» Consigne: Recopiez les lignes des enregistrements, demandes comprises, en commençant à celle qui contient « Target: flat screen television » et en vous arrêtant après celle qui contient « [[596, 77], [589, 193], [640, 187], [640, 0], [633, 0]] ». Multipliez chaque coordonnée des points des réponses par 2,6, arrondissez à l'entier le plus proche (demi-unités vers le haut) et omettez les images.

» Lignes de données:
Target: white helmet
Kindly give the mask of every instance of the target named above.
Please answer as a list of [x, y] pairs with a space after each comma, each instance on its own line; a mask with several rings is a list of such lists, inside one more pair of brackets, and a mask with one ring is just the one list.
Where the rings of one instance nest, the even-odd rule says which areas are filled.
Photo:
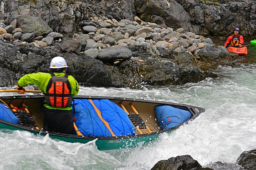
[[69, 67], [67, 64], [67, 62], [63, 57], [58, 56], [52, 59], [50, 63], [50, 68], [60, 68]]

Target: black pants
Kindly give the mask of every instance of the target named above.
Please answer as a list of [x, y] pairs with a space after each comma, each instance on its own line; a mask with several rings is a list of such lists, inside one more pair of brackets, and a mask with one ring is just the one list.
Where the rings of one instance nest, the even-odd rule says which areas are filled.
[[45, 114], [45, 130], [65, 134], [74, 134], [72, 110], [49, 109], [43, 106]]

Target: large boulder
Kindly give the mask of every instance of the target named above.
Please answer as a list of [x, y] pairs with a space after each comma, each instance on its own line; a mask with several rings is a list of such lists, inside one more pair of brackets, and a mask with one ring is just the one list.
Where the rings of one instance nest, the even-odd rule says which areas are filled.
[[99, 60], [102, 61], [113, 61], [116, 60], [128, 60], [131, 58], [132, 54], [127, 48], [117, 46], [109, 49], [102, 50], [98, 56]]
[[52, 32], [52, 29], [40, 17], [20, 15], [16, 19], [17, 27], [21, 29], [23, 33], [34, 32], [37, 37], [45, 36]]

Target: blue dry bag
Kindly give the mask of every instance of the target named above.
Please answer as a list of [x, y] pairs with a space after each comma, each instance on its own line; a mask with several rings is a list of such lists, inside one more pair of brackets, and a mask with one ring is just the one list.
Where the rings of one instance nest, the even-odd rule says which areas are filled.
[[169, 105], [155, 107], [157, 118], [163, 129], [171, 128], [185, 122], [190, 118], [191, 113]]

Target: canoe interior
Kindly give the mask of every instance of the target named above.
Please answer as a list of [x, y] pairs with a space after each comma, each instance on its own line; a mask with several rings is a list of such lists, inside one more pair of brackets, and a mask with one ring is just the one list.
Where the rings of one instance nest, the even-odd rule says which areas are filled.
[[[10, 106], [10, 104], [12, 104], [14, 106], [16, 106], [20, 108], [22, 106], [22, 103], [24, 103], [25, 105], [28, 107], [30, 112], [33, 114], [33, 118], [35, 123], [39, 128], [39, 130], [41, 129], [43, 127], [44, 114], [41, 109], [41, 103], [42, 103], [43, 96], [31, 95], [31, 96], [1, 96], [1, 99], [6, 104]], [[102, 96], [78, 96], [74, 98], [76, 99], [109, 99], [109, 100], [115, 103], [121, 107], [121, 104], [123, 105], [128, 113], [134, 112], [134, 110], [133, 109], [131, 105], [133, 106], [143, 119], [143, 121], [146, 123], [147, 126], [147, 129], [140, 129], [136, 130], [136, 135], [133, 136], [146, 136], [145, 135], [155, 135], [159, 134], [158, 132], [161, 133], [163, 131], [168, 131], [170, 130], [161, 129], [157, 119], [156, 115], [155, 112], [154, 108], [156, 106], [167, 104], [178, 108], [189, 111], [192, 113], [192, 116], [190, 119], [192, 119], [197, 117], [200, 113], [204, 111], [204, 109], [200, 107], [195, 106], [180, 104], [178, 104], [167, 103], [162, 102], [145, 100], [142, 99], [124, 99], [120, 98], [102, 97]], [[15, 126], [16, 124], [14, 124]], [[174, 127], [172, 129], [175, 129]], [[141, 131], [139, 131], [139, 130]], [[39, 131], [39, 130], [38, 130]], [[36, 131], [35, 130], [35, 132]], [[64, 134], [63, 134], [64, 135]], [[73, 135], [75, 136], [75, 135]], [[78, 136], [75, 135], [78, 137]], [[67, 137], [70, 137], [68, 135]], [[123, 138], [123, 137], [119, 137]], [[91, 139], [93, 138], [87, 137]], [[94, 137], [94, 138], [96, 137]], [[131, 137], [132, 137], [131, 136]], [[103, 138], [104, 137], [101, 137]], [[108, 139], [114, 139], [113, 137], [108, 137]], [[124, 137], [124, 138], [129, 138], [129, 137]], [[98, 138], [100, 138], [101, 137]], [[118, 139], [119, 138], [118, 138]]]
[[240, 56], [245, 56], [247, 55], [247, 48], [246, 47], [229, 47], [227, 49], [229, 52], [234, 52], [238, 54]]

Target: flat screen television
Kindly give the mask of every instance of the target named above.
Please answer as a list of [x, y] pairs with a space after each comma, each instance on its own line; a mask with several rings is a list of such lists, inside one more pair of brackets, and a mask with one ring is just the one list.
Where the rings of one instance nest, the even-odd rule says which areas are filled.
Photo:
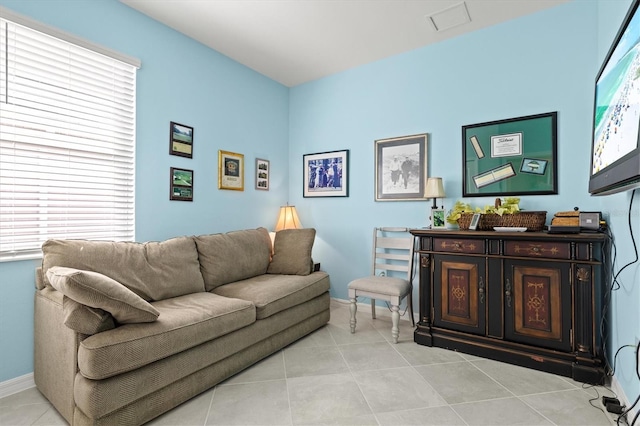
[[596, 77], [589, 193], [640, 187], [640, 0], [633, 0]]

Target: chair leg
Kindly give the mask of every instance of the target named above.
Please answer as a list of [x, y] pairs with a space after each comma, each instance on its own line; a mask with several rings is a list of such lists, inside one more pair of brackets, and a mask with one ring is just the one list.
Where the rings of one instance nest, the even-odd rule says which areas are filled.
[[411, 317], [411, 325], [416, 326], [416, 321], [413, 319], [413, 297], [411, 297], [411, 293], [407, 295], [407, 306], [409, 307], [409, 316]]
[[398, 323], [400, 322], [400, 307], [398, 305], [391, 305], [391, 337], [393, 337], [393, 343], [398, 343], [398, 336], [400, 336], [400, 329]]
[[356, 312], [358, 311], [358, 306], [356, 305], [357, 299], [355, 297], [350, 299], [351, 304], [349, 305], [349, 311], [351, 312], [351, 319], [349, 320], [349, 325], [351, 326], [351, 333], [356, 332]]

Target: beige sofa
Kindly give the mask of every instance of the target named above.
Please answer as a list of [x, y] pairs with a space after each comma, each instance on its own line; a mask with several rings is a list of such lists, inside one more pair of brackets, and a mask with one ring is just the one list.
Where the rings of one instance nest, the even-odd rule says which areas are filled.
[[315, 230], [50, 240], [34, 377], [74, 425], [142, 424], [329, 321]]

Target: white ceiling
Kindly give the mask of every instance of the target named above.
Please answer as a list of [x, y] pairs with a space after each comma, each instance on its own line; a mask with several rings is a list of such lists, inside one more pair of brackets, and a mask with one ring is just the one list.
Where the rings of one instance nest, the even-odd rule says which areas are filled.
[[569, 0], [120, 1], [292, 87]]

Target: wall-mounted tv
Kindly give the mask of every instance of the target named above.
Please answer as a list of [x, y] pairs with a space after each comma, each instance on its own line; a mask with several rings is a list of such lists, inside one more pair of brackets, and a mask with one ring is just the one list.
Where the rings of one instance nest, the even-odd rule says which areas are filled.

» Réponse:
Target: flat screen television
Kindly give the mask of every instance of the target named above.
Please answer as a list of [x, y] pairs with a space after each comma, each instance on its own line; a mask with several rings is a list of such lists, inside one more pair of brackets, and a mask with one ring is just the one list.
Where the rings of one instance nest, the even-odd rule says which areas are filled.
Photo:
[[1550, 200], [1531, 502], [1664, 486], [1664, 0], [1646, 0]]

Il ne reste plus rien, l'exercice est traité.